» RECORDS SUPPLIED
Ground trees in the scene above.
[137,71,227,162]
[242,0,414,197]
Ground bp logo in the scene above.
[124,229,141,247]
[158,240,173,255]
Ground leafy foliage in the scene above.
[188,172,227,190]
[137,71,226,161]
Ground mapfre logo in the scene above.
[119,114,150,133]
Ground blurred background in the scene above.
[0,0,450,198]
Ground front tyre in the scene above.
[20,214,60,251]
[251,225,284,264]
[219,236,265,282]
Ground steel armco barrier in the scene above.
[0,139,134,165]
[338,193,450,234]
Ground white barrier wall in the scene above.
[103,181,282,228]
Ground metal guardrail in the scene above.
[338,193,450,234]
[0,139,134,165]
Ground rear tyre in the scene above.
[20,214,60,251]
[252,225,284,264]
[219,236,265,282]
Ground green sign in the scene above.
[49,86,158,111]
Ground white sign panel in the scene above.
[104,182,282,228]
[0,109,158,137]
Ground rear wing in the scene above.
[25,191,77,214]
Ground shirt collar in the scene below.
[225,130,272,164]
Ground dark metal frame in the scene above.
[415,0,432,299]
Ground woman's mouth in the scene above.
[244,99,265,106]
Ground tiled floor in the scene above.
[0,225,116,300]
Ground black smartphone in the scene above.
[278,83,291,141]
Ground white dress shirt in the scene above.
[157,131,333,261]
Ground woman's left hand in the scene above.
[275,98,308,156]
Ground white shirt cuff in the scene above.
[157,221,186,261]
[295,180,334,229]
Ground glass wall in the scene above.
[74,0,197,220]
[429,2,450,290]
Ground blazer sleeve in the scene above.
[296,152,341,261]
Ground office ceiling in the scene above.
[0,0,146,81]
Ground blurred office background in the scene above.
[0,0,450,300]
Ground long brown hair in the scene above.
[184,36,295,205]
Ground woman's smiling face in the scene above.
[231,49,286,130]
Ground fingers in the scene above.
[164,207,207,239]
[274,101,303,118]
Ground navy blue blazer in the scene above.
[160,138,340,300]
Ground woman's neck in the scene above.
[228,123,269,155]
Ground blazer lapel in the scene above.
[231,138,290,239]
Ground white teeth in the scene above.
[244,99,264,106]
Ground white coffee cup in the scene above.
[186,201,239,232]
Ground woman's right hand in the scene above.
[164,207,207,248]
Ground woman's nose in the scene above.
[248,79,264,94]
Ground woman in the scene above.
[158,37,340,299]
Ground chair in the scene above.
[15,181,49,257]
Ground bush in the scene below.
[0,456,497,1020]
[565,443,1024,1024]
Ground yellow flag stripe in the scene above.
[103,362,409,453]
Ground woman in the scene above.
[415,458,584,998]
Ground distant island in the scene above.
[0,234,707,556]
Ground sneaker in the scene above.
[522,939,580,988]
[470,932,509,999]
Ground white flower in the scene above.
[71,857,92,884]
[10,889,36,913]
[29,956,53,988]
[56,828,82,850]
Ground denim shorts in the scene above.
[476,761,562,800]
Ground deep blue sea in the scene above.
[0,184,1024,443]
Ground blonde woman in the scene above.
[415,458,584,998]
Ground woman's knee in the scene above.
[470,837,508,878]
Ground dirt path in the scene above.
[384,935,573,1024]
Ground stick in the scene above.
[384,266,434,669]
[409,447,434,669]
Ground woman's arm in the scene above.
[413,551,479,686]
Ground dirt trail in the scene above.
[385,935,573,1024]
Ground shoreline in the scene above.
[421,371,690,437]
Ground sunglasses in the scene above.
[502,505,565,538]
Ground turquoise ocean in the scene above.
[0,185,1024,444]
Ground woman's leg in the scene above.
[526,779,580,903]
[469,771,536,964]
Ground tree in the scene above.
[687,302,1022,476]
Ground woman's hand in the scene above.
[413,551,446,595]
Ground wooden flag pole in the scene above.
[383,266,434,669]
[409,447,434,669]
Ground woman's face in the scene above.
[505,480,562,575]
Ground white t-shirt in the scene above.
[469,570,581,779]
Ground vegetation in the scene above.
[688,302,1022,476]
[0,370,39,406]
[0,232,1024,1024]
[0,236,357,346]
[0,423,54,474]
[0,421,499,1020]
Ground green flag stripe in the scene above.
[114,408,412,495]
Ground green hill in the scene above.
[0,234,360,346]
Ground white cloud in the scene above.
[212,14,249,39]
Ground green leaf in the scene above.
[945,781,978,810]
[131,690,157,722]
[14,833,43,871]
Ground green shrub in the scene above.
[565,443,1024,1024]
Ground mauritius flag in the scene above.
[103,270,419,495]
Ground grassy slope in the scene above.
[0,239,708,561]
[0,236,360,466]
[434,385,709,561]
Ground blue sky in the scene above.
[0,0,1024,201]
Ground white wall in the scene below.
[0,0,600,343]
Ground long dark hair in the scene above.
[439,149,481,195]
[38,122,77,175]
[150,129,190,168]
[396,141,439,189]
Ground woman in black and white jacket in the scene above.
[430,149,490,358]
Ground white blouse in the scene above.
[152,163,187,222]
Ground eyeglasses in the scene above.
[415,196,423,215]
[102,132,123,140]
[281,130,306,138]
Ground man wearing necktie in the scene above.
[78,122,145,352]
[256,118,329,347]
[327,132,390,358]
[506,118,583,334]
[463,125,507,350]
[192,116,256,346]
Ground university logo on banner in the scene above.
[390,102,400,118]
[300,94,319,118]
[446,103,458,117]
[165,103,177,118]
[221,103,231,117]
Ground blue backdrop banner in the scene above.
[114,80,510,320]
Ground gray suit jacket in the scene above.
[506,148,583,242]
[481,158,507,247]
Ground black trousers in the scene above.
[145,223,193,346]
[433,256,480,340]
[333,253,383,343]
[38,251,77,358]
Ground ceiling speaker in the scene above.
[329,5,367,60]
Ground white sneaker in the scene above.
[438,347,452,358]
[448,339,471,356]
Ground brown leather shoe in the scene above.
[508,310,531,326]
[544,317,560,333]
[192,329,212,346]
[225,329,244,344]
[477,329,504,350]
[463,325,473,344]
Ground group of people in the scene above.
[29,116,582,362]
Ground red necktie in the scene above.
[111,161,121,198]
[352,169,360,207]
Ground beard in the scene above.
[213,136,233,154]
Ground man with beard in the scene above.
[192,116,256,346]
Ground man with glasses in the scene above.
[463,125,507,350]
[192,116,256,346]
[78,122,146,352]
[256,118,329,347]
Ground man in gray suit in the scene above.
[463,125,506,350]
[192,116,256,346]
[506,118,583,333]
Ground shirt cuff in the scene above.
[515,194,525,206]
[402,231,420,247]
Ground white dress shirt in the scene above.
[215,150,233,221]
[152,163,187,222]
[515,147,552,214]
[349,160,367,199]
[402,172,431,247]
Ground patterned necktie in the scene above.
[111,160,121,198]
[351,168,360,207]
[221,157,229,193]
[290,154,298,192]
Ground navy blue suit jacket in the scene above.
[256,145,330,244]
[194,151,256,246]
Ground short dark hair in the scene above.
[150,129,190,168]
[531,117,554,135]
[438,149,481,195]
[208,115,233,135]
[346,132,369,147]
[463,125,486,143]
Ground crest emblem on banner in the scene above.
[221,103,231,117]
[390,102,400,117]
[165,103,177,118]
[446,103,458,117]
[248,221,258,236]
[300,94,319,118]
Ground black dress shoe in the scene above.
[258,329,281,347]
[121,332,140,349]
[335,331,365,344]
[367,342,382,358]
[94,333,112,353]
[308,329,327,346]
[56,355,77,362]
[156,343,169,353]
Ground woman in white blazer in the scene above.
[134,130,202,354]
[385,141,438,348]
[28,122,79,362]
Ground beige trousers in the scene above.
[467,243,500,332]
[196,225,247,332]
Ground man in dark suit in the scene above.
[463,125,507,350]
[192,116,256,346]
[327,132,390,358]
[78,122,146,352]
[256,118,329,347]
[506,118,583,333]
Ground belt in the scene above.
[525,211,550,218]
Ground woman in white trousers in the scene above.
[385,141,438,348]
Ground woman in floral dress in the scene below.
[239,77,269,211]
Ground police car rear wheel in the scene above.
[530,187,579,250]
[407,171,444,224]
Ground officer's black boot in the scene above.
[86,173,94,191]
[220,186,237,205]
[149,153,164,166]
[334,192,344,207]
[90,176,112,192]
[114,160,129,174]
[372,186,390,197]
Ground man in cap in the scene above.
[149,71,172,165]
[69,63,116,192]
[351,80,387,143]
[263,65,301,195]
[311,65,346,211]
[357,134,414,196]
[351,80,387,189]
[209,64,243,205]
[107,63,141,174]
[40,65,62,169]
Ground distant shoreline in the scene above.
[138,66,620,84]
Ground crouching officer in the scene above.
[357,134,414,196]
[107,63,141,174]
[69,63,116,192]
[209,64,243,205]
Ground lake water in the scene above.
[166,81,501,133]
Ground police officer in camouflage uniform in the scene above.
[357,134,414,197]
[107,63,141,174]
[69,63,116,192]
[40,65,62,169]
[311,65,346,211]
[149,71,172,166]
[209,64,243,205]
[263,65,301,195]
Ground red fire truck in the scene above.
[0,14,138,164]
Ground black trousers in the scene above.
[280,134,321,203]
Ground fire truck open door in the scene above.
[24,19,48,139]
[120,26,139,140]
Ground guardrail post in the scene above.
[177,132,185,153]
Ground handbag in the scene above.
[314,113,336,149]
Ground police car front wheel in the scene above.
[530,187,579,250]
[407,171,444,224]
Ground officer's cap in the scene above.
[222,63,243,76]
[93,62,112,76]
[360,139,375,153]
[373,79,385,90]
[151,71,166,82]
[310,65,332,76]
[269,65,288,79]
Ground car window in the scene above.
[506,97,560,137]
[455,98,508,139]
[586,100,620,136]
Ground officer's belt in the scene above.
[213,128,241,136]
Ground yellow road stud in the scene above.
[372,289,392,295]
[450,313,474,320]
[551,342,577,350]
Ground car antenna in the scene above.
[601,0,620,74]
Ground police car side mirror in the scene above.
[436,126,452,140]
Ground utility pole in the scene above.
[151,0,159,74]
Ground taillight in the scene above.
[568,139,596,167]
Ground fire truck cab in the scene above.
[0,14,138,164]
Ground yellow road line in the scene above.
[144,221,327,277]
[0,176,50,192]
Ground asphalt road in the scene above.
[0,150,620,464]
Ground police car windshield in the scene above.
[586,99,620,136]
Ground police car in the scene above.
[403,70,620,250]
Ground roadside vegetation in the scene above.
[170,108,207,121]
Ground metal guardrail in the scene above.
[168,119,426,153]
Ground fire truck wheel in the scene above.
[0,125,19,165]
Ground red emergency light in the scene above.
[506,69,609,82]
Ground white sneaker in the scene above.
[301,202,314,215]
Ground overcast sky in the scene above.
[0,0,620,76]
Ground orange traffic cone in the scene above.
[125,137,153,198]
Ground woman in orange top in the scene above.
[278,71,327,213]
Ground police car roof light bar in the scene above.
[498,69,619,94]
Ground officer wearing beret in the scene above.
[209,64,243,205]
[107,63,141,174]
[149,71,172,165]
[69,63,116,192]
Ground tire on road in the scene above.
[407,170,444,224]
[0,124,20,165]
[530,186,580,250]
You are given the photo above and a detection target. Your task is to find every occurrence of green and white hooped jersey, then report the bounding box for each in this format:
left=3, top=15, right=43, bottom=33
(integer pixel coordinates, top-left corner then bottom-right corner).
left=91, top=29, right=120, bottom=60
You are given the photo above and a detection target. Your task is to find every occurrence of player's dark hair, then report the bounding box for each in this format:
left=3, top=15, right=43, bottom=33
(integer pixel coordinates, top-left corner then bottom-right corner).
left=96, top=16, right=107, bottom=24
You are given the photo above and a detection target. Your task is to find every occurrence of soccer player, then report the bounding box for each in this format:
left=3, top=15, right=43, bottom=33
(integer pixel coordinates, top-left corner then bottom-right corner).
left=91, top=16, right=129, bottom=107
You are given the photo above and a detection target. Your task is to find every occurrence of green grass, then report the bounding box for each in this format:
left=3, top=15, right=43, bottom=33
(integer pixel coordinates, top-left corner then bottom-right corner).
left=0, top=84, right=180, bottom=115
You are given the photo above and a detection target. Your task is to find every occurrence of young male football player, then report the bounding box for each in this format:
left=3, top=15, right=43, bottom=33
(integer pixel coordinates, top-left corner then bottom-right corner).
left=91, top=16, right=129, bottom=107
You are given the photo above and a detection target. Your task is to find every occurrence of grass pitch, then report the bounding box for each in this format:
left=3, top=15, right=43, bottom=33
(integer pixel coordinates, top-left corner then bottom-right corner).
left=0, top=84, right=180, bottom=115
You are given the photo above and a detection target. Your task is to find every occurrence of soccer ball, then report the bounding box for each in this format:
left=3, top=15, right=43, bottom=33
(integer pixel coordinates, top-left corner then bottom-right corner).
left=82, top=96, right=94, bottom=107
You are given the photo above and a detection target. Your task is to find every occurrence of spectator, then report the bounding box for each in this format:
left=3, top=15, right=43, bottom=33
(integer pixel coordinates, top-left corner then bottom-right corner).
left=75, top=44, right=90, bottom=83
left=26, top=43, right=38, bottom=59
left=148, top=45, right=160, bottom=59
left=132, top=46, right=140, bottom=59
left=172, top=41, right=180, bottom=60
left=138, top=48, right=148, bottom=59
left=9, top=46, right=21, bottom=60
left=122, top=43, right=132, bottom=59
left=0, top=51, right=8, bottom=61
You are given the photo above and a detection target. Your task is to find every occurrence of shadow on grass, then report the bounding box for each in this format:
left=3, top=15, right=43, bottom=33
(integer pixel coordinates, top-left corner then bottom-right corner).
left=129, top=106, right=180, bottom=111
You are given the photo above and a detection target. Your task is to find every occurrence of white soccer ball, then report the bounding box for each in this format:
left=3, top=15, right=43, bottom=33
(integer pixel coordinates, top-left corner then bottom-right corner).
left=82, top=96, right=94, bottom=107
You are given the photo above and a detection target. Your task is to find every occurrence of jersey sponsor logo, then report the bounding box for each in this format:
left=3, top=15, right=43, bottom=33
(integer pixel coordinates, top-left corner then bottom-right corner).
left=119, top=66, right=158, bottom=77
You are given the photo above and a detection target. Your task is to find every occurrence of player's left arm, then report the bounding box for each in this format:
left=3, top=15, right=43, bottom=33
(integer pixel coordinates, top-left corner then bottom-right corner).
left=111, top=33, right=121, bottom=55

» EXERCISE GOAL
Rewrite the data from the line with "Ground police car windshield" to the line with "[278,71,327,213]", replacing "police car" with "patrol car" and leaving everything else unchanged.

» FINAL RESULT
Ground patrol car windshield in the scene above.
[586,99,620,136]
Ground patrol car in the scene above.
[403,70,620,250]
Ground roadside vegetation in the scene above.
[170,108,207,121]
Ground metal guardrail in the scene above.
[168,119,426,153]
Ground fire truck wheel in the scene above.
[0,125,19,165]
Ground red emergency light in the scene above.
[506,69,609,82]
Ground white sneaker in the scene above.
[301,202,314,215]
Ground overcast sky in the scene above.
[0,0,620,76]
Ground orange traffic cone in the scene above.
[125,137,153,198]
Ground woman in orange top in the scene above.
[278,71,327,213]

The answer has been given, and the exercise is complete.